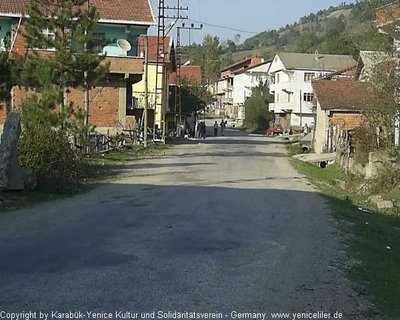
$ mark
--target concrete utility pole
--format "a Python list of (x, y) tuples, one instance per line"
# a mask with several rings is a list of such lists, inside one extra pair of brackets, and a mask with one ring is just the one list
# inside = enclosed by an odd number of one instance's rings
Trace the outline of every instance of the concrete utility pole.
[(144, 62), (144, 147), (147, 148), (147, 127), (148, 127), (148, 115), (147, 110), (149, 109), (149, 38), (147, 35), (144, 37), (145, 41), (145, 62)]
[[(179, 123), (182, 122), (182, 92), (181, 92), (181, 66), (182, 66), (182, 52), (181, 52), (181, 30), (189, 30), (189, 35), (191, 30), (202, 30), (203, 25), (196, 27), (194, 23), (190, 25), (185, 25), (176, 28), (176, 80), (175, 80), (175, 119), (179, 119)], [(191, 46), (189, 37), (189, 48)], [(176, 124), (178, 122), (175, 120)]]
[[(159, 105), (161, 111), (161, 130), (162, 130), (162, 140), (165, 143), (165, 131), (166, 131), (166, 99), (165, 93), (168, 92), (168, 80), (165, 79), (166, 72), (164, 72), (165, 65), (165, 20), (174, 19), (175, 23), (178, 20), (188, 19), (180, 15), (181, 11), (189, 10), (187, 7), (180, 6), (180, 1), (178, 0), (178, 5), (175, 7), (166, 6), (165, 0), (158, 1), (158, 23), (157, 23), (157, 63), (156, 63), (156, 83), (155, 83), (155, 97), (154, 97), (154, 121), (156, 118), (156, 110)], [(169, 16), (165, 14), (166, 10), (173, 10), (177, 12), (177, 15)], [(160, 70), (161, 69), (161, 70)], [(161, 97), (160, 103), (158, 103), (159, 96)], [(155, 130), (153, 133), (153, 139), (155, 138)]]

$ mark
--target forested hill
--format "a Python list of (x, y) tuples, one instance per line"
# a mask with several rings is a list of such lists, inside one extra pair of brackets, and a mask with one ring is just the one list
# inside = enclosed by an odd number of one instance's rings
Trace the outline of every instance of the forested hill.
[[(399, 2), (400, 0), (396, 0)], [(325, 54), (350, 54), (360, 50), (386, 51), (388, 36), (375, 26), (376, 9), (393, 0), (360, 0), (343, 2), (340, 6), (311, 13), (299, 22), (268, 30), (240, 43), (235, 39), (220, 41), (208, 35), (201, 44), (183, 50), (183, 60), (202, 68), (203, 82), (210, 83), (220, 76), (221, 68), (258, 55), (270, 59), (277, 51)]]
[(248, 38), (236, 48), (230, 46), (225, 53), (229, 55), (228, 51), (233, 49), (233, 60), (240, 60), (249, 51), (268, 57), (276, 51), (353, 54), (357, 50), (381, 50), (386, 39), (376, 31), (375, 12), (391, 2), (393, 0), (343, 2), (304, 16), (279, 30), (268, 30)]

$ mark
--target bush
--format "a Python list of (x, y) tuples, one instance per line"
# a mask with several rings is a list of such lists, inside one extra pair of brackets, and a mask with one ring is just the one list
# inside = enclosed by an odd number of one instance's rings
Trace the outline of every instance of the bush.
[(370, 184), (370, 193), (390, 192), (400, 185), (400, 168), (385, 164)]
[(369, 153), (378, 148), (375, 131), (367, 126), (354, 129), (353, 143), (355, 147), (355, 160), (364, 165), (368, 163)]
[(19, 141), (19, 161), (32, 168), (41, 189), (66, 193), (80, 182), (82, 159), (63, 130), (50, 126), (25, 129)]

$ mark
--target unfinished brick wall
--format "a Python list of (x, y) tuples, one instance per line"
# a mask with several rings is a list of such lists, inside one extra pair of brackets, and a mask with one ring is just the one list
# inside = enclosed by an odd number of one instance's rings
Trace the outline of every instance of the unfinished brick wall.
[[(90, 112), (89, 121), (96, 127), (114, 127), (118, 124), (118, 106), (119, 106), (119, 88), (114, 87), (116, 83), (110, 86), (96, 87), (90, 92)], [(14, 108), (19, 110), (22, 102), (31, 94), (33, 90), (14, 87)], [(82, 89), (69, 89), (67, 101), (73, 102), (74, 108), (85, 108), (85, 95)], [(0, 124), (4, 124), (3, 108), (0, 104)]]
[[(74, 108), (85, 108), (83, 89), (70, 89), (67, 101)], [(89, 123), (96, 127), (115, 127), (118, 125), (119, 86), (118, 81), (101, 84), (90, 90)]]
[(332, 125), (339, 125), (341, 130), (351, 130), (364, 124), (366, 118), (362, 114), (335, 113), (332, 116)]
[[(13, 21), (13, 34), (16, 34), (17, 29), (18, 29), (18, 19), (15, 19)], [(25, 32), (25, 27), (21, 24), (20, 28), (18, 29), (17, 36), (15, 38), (14, 42), (14, 47), (13, 47), (13, 52), (23, 55), (26, 51), (27, 45), (26, 45), (26, 40), (24, 37), (24, 32)]]

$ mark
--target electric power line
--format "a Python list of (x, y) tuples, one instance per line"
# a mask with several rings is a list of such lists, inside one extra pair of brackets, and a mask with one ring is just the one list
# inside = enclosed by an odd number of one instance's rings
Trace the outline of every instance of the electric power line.
[(189, 18), (189, 20), (190, 20), (190, 21), (193, 21), (193, 22), (197, 22), (197, 23), (202, 23), (203, 25), (209, 26), (209, 27), (227, 29), (227, 30), (231, 30), (231, 31), (243, 32), (243, 33), (249, 33), (249, 34), (259, 34), (259, 33), (260, 33), (260, 32), (246, 31), (246, 30), (240, 30), (240, 29), (230, 28), (230, 27), (226, 27), (226, 26), (220, 26), (220, 25), (217, 25), (217, 24), (207, 23), (207, 22), (203, 22), (203, 21), (198, 21), (198, 20), (190, 19), (190, 18)]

> EXERCISE AIM:
Repeat all of the records verbatim, leaving out the pictures.

> ANSWER TO THIS PROBLEM:
$ mark
--target concrete utility pole
--format "a Python list of (x, y) tuples, one instance per line"
# a mask with several rings is a list of such lists, inside one extra pair of brackets, and a mask with one ring is just the one list
# inside = enclosed by an odd number of one instance's rings
Trace the outline of every instance of the concrete utility pole.
[(144, 62), (144, 147), (147, 148), (147, 127), (148, 127), (148, 115), (147, 110), (149, 109), (149, 38), (147, 35), (144, 37), (145, 41), (145, 62)]
[[(179, 123), (182, 122), (182, 92), (181, 92), (181, 66), (182, 66), (182, 52), (181, 52), (181, 30), (189, 30), (189, 35), (191, 30), (202, 30), (203, 25), (196, 27), (194, 23), (190, 25), (185, 25), (176, 28), (176, 80), (175, 80), (175, 119), (179, 119)], [(191, 46), (189, 37), (189, 48)], [(176, 124), (178, 122), (175, 120)]]
[[(159, 105), (161, 111), (161, 130), (162, 130), (162, 140), (165, 143), (165, 131), (166, 131), (166, 99), (165, 93), (168, 92), (168, 80), (165, 79), (166, 72), (164, 72), (165, 65), (165, 20), (174, 19), (175, 23), (178, 20), (188, 19), (180, 15), (181, 11), (189, 10), (187, 7), (180, 6), (180, 1), (178, 0), (178, 5), (175, 7), (166, 6), (165, 0), (158, 1), (158, 23), (157, 23), (157, 63), (156, 63), (156, 83), (155, 83), (155, 97), (154, 97), (154, 121), (156, 118), (156, 110)], [(169, 16), (165, 14), (166, 10), (173, 10), (177, 12), (177, 15)], [(160, 70), (161, 69), (161, 70)], [(161, 97), (160, 103), (158, 103), (159, 96)], [(155, 130), (153, 133), (153, 139), (155, 138)]]

$ mark
--target forested hill
--format "a Python list of (x, y) tuples, one instance per line"
# a mask with several rings is a list of such lists, inside one extra pair of brackets, and a mask with one ring is just the one list
# inside = enclosed by an odd number of one instance's rings
Trace the outline of every instance of the forested hill.
[[(399, 2), (400, 0), (396, 0)], [(325, 54), (350, 54), (360, 50), (386, 51), (388, 36), (375, 26), (376, 9), (393, 0), (360, 0), (343, 2), (340, 6), (311, 13), (299, 22), (268, 30), (240, 43), (235, 39), (220, 41), (208, 35), (201, 44), (183, 50), (183, 60), (202, 68), (203, 82), (210, 83), (220, 76), (221, 68), (258, 55), (270, 59), (277, 51)]]
[(248, 38), (236, 48), (230, 46), (225, 53), (229, 55), (228, 51), (233, 49), (233, 60), (240, 60), (249, 51), (268, 57), (276, 51), (353, 54), (357, 50), (381, 50), (386, 39), (376, 31), (375, 12), (391, 2), (393, 0), (343, 2), (304, 16), (279, 30), (268, 30)]

$ mark
--target bush
--format "a Python list of (x, y) tuples, one instance per line"
# a mask with several rings is a list of such lists, inside one extra pair of brackets, and a mask with one ring is just the one list
# inside = enclosed by an odd number of one instance's rings
Trace the outline of every instance of the bush.
[(370, 184), (370, 193), (390, 192), (400, 185), (400, 168), (385, 164)]
[(369, 153), (378, 148), (375, 131), (367, 126), (354, 129), (353, 143), (355, 147), (355, 160), (364, 165), (368, 163)]
[(19, 141), (19, 161), (32, 168), (41, 189), (66, 193), (80, 182), (82, 159), (63, 130), (50, 126), (25, 129)]

$ mark
--target unfinished brick wall
--format "a Python list of (x, y) tuples, one instance per line"
# a mask with several rings is a list of such lists, inside one extra pair of brackets, and a mask with one ring is just the one list
# inside = enclosed by an odd number of one instance's rings
Trace the outline of every instance of the unfinished brick wall.
[[(90, 112), (89, 121), (96, 127), (114, 127), (118, 124), (118, 106), (119, 106), (119, 88), (114, 87), (116, 83), (110, 86), (96, 87), (90, 92)], [(14, 108), (19, 110), (22, 102), (31, 94), (33, 90), (14, 87)], [(82, 89), (69, 89), (67, 101), (73, 102), (74, 108), (85, 108), (85, 95)], [(0, 124), (4, 124), (3, 108), (0, 104)]]
[[(74, 108), (85, 108), (83, 89), (70, 89), (67, 101)], [(89, 123), (96, 127), (115, 127), (118, 125), (119, 86), (118, 81), (101, 84), (90, 90)]]
[(332, 125), (339, 125), (341, 130), (351, 130), (364, 124), (366, 118), (362, 114), (335, 113), (332, 116)]
[[(13, 21), (13, 34), (16, 34), (17, 29), (18, 29), (18, 19), (15, 19)], [(25, 32), (25, 27), (21, 24), (20, 28), (18, 29), (17, 36), (15, 38), (14, 42), (14, 47), (13, 47), (13, 52), (23, 55), (26, 51), (27, 45), (26, 45), (26, 40), (24, 37), (24, 32)]]

$ mark
--target electric power line
--format "a Python list of (x, y) tuples, one instance per line"
# a mask with several rings is a list of such lists, inside one extra pair of brackets, and a mask with one ring is just the one list
# inside = enclosed by an odd number of one instance's rings
Trace the outline of every instance of the electric power line.
[(189, 18), (189, 20), (190, 20), (190, 21), (193, 21), (193, 22), (197, 22), (197, 23), (202, 23), (203, 25), (209, 26), (209, 27), (227, 29), (227, 30), (231, 30), (231, 31), (243, 32), (243, 33), (249, 33), (249, 34), (259, 34), (259, 33), (260, 33), (260, 32), (246, 31), (246, 30), (240, 30), (240, 29), (230, 28), (230, 27), (226, 27), (226, 26), (220, 26), (220, 25), (217, 25), (217, 24), (207, 23), (207, 22), (203, 22), (203, 21), (198, 21), (198, 20), (190, 19), (190, 18)]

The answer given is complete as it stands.